Matched Microstrip Line (MSL) Driver/Receiver

... one does not need to have light for having the speed of light.

K. Likharev

Schematics

Driver

Receiver

All parameters are in PSCAN dimensionless units .

These two elements are essentially Josephson Transmission Line segments with parameters chosen to make one end match a "standard" JTL and another end to have an impedance matched with a passive superconductive microstrip transmission line (MSL).

How It Works

While active JTLs are perfect to pass an RSFQ pulse over a short distance, for longer signal paths they require too many Josephson junctions and large chip area, they also have large propagation delay and introduce too much timing uncertainty due to technological spread and thermal noise in Josephson junctions. For any realistic circuit (except ones which have purely systolic structure) it is beneficial to make long-distance signal transfers using matched superconductive MSLs.

Such lines, with their very low attenuation and dispersion, allow one to pass picosecond waveforms for distances well exceeding the typical chip size, with a low crosstalk. As a consequence, ultrafast digital signals can be passed along the chips ballistically (rather than diffusively) with a propagation speed c approaching that of light [in the media].

K.Likharev, V. Semenov, "RSFQ Logic/Memory Family..."

Ballistic propagation of pulses in superconductive MSL means that a large number of pulses can coexist (and propagate) through the line.

Timing uncertainty introduced even by a long MSL is much smaller than that of a long JTL since MSL does not contain any Josephson junctions which are subject to relatively large technological variations and thermal noise.

This particular pair of driver/receiver cells were optimized by V. Semenov to match MSLs with impedance 2.3 Ohm which is convenient for present-day HYPRES technology. The extremely small resistor in superconductive path (large green rectangle on receiver layout below) provides decoupling between driver and receiver cells.

An MSL with this driver/receiver pair was experimentally tested to have margins of +/- 30%.

View online the files necessary to simulate the circuit with PSCAN or download the whole compressed directory.

These cells were optimized for interconnectivity to be a part of cell library.

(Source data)
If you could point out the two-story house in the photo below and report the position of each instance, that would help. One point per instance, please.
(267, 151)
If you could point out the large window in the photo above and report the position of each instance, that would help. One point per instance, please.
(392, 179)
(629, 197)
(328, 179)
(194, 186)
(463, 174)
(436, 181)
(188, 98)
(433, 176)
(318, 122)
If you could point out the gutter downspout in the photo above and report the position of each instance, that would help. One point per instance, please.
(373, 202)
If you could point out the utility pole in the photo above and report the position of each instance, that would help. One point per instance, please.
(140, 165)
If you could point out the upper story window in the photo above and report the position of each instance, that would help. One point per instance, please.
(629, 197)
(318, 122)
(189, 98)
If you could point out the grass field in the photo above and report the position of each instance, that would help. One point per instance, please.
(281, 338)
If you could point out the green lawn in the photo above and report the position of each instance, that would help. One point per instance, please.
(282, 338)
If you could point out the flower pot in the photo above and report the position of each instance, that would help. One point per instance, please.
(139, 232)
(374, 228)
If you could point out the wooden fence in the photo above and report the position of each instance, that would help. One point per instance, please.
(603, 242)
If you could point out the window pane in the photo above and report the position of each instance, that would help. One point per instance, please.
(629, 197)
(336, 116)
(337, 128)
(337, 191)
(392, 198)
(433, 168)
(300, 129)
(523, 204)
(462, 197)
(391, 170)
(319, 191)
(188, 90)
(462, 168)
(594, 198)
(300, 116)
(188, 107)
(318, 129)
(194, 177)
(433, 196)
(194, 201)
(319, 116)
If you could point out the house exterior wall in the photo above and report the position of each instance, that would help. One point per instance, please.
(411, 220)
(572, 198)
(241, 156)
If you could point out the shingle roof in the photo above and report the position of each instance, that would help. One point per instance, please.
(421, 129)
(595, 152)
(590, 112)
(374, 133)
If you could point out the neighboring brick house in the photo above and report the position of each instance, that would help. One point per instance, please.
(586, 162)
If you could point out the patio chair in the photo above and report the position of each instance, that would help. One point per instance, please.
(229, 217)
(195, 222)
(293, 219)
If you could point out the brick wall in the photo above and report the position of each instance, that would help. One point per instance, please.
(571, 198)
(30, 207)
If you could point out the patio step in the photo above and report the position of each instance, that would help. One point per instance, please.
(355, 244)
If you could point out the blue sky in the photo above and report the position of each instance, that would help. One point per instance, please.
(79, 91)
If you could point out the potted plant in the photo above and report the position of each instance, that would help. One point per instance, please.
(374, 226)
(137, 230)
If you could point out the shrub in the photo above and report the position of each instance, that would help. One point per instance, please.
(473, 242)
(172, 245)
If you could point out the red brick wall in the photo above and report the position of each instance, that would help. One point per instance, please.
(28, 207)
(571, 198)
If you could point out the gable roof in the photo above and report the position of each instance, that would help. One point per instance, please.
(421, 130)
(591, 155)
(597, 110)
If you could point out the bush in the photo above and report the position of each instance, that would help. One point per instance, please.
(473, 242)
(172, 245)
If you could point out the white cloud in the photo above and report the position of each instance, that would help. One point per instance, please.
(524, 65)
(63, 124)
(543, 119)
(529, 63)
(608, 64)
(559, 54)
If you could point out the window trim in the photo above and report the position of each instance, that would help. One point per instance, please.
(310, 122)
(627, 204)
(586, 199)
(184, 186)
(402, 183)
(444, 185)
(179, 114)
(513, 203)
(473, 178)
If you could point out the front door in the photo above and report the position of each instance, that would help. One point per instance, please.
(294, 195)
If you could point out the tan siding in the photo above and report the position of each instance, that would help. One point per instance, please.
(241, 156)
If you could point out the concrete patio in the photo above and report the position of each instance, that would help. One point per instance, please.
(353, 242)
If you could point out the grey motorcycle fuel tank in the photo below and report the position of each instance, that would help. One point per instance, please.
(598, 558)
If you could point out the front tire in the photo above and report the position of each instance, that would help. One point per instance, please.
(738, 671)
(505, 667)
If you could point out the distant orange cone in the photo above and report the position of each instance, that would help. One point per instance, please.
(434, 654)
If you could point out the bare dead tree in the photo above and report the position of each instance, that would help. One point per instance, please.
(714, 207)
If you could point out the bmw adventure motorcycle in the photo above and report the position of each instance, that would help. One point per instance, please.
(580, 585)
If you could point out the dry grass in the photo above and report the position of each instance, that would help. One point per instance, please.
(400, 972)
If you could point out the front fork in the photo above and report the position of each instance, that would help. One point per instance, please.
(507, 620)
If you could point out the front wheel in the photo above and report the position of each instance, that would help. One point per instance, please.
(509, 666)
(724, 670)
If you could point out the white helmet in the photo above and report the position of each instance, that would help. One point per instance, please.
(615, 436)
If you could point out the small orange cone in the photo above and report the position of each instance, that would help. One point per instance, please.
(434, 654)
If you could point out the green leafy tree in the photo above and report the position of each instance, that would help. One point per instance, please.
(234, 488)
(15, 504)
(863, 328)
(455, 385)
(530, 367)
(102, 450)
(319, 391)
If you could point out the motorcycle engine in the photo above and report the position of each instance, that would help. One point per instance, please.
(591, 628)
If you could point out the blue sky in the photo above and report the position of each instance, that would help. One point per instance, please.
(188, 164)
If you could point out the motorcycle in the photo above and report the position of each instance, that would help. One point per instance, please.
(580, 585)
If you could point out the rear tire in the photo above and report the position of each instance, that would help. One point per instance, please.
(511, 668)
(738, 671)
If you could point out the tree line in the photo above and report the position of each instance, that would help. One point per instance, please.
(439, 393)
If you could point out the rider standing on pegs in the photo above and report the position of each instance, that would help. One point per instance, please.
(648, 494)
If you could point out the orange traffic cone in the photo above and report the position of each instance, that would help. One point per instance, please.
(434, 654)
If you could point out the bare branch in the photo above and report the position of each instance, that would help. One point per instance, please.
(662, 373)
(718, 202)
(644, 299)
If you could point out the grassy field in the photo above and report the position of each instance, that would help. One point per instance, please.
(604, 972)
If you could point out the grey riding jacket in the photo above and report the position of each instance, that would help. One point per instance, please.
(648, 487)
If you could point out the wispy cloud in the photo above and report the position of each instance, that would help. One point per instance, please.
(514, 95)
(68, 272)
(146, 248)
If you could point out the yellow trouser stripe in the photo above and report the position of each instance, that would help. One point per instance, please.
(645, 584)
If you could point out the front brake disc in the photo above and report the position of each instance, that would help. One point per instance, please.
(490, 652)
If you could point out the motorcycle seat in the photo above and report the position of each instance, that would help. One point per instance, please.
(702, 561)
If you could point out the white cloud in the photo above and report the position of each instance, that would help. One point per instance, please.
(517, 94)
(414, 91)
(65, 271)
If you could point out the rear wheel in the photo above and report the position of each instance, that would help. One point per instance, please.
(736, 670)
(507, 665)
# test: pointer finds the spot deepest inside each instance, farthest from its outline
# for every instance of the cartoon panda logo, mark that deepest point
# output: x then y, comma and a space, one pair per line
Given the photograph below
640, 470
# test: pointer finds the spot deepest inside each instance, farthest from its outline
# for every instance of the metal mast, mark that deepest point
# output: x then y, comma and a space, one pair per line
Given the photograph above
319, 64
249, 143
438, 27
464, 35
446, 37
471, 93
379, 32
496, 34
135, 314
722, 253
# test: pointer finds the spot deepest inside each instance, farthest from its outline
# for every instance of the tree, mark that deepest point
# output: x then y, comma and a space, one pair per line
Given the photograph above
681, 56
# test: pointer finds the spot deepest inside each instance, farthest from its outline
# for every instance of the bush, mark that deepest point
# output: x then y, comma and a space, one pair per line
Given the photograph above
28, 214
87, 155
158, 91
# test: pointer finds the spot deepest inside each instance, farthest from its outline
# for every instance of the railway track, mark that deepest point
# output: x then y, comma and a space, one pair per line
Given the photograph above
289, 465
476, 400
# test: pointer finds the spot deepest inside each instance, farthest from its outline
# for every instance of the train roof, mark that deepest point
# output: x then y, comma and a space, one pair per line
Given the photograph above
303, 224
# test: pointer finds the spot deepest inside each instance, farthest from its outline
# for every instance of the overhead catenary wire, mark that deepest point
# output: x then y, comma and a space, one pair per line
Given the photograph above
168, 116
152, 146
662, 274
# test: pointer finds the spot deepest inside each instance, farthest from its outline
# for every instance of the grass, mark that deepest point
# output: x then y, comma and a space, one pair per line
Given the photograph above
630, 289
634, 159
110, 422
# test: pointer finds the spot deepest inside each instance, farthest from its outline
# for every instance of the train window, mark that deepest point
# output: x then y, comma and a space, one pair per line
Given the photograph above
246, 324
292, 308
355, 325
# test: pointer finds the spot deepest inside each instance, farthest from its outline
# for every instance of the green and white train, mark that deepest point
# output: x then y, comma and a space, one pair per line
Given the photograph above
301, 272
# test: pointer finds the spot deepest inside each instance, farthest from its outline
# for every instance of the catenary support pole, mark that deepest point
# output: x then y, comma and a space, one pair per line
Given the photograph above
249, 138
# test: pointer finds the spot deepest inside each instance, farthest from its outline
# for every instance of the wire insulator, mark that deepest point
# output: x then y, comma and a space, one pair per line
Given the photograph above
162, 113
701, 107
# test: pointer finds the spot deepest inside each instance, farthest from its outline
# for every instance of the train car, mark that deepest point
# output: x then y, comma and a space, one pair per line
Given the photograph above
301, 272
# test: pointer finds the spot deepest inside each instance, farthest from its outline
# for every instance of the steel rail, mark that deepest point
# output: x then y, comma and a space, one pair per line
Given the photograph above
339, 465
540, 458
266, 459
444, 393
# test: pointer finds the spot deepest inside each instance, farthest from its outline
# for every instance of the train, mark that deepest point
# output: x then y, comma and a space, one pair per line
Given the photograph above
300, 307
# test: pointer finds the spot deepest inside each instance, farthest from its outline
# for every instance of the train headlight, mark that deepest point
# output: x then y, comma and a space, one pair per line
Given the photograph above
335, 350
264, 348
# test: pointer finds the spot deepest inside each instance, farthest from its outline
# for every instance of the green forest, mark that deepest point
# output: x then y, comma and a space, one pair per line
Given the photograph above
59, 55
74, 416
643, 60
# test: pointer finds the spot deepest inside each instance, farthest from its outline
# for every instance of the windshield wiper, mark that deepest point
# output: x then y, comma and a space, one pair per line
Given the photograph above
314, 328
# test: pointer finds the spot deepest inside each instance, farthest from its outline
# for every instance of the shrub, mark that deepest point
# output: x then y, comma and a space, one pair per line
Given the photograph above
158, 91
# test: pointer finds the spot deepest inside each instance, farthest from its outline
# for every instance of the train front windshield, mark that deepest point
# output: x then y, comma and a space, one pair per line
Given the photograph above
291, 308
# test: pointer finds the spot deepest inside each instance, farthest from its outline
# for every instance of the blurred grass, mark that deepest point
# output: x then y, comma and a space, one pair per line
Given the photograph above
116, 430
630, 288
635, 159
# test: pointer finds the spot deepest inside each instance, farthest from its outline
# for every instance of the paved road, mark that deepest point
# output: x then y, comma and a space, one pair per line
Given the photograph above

§ **Description of the task**: According to the text on the matched microstrip line driver and receiver, what were the experimentally tested margins of an MSL using this driver/receiver pair?

§ **Exercise output**: +/- 30%